- What is expected -
From the entries that follow, copy each line in which "flower" appears.

- Input for this task -

+ + + + + + +

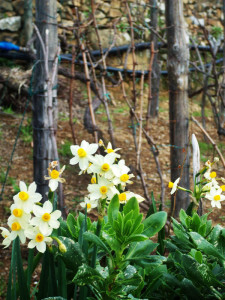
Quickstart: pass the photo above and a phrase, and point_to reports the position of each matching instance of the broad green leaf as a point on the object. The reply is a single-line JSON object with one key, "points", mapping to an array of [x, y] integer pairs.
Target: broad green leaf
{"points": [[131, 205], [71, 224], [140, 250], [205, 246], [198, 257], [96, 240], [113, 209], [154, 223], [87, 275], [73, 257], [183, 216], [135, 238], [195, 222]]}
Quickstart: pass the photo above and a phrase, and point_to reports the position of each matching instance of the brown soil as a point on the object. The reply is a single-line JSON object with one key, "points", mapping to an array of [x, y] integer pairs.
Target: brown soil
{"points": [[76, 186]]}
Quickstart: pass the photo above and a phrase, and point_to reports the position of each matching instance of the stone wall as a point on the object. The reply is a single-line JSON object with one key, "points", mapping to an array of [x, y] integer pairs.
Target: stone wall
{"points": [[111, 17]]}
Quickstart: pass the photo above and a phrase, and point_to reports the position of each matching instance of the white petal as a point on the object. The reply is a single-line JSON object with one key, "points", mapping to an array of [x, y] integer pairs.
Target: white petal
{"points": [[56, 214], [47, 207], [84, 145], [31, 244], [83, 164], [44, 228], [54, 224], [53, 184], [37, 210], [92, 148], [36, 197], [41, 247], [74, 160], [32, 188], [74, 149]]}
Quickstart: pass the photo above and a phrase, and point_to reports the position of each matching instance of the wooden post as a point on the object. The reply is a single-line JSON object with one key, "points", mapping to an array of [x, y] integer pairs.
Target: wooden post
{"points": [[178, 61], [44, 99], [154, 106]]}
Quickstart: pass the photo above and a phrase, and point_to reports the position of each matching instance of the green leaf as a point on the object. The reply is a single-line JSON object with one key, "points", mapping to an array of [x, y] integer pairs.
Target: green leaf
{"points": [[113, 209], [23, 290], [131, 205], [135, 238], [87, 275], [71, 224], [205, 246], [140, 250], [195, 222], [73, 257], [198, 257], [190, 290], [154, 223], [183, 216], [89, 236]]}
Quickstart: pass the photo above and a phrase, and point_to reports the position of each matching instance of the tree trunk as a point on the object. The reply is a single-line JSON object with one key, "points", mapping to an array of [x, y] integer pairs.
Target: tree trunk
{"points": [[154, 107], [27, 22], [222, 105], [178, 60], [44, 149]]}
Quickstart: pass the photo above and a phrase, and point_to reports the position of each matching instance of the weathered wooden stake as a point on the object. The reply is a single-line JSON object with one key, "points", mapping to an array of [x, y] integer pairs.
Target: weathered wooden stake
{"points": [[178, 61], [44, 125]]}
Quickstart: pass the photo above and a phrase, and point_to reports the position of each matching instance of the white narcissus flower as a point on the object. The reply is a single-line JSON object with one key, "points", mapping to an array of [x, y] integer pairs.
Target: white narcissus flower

+ + + + + + +

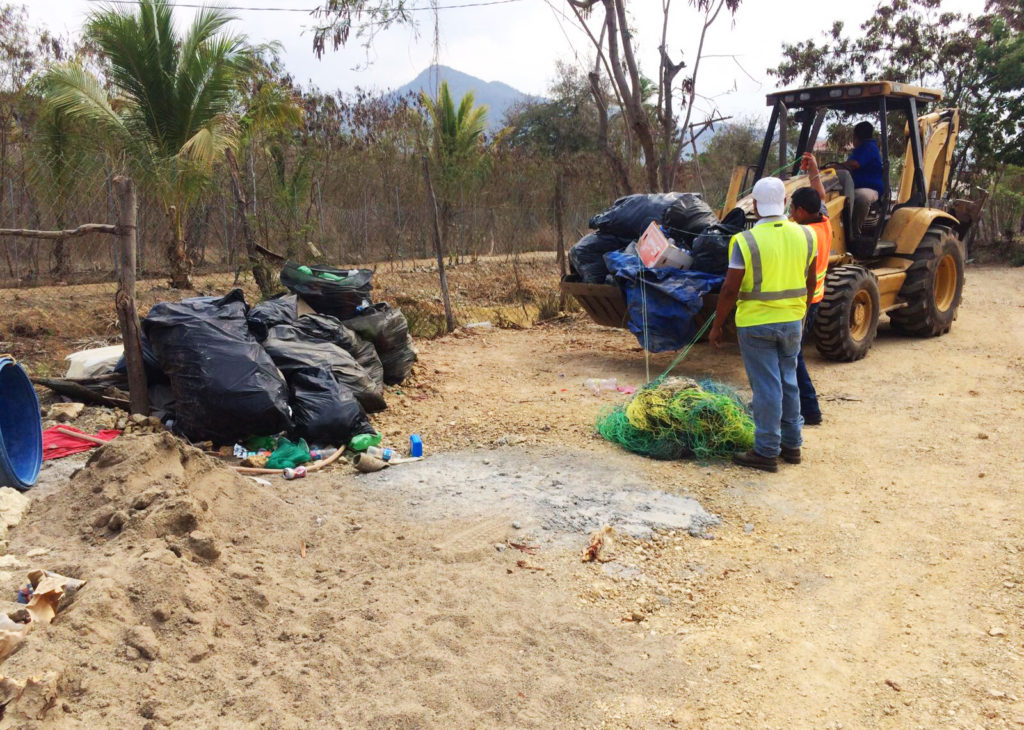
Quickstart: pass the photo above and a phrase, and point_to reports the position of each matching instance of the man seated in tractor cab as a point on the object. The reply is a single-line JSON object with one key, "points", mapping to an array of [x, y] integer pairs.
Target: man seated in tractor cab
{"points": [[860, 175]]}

+ + + + + + +

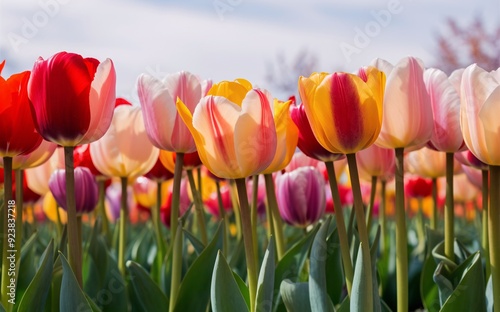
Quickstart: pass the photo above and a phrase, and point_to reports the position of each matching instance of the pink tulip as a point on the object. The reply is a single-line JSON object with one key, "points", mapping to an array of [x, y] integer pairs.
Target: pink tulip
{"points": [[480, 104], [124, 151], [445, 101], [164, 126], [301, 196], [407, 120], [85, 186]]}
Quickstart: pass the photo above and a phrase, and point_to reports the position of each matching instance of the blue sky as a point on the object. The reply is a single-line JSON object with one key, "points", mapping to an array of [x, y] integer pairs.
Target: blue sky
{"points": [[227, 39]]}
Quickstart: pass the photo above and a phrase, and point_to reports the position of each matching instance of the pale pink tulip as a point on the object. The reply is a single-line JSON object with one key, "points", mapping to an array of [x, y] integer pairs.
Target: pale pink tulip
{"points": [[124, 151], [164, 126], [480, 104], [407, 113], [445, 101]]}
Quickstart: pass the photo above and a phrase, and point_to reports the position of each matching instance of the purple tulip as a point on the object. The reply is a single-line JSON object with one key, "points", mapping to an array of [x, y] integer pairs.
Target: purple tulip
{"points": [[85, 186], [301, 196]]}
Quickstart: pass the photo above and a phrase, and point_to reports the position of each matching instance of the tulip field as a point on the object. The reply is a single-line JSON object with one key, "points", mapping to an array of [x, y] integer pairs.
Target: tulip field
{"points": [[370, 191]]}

+ + + + + + +

- Reply -
Quickstart: pass the photo above and a phrase, and point_to reports the position of each matching instance of the white narcissus flower as a point on the object. The reply is a single-line JSON object with one key, "points", mapping to an array of [x, y] integer pairs.
Target: white narcissus flower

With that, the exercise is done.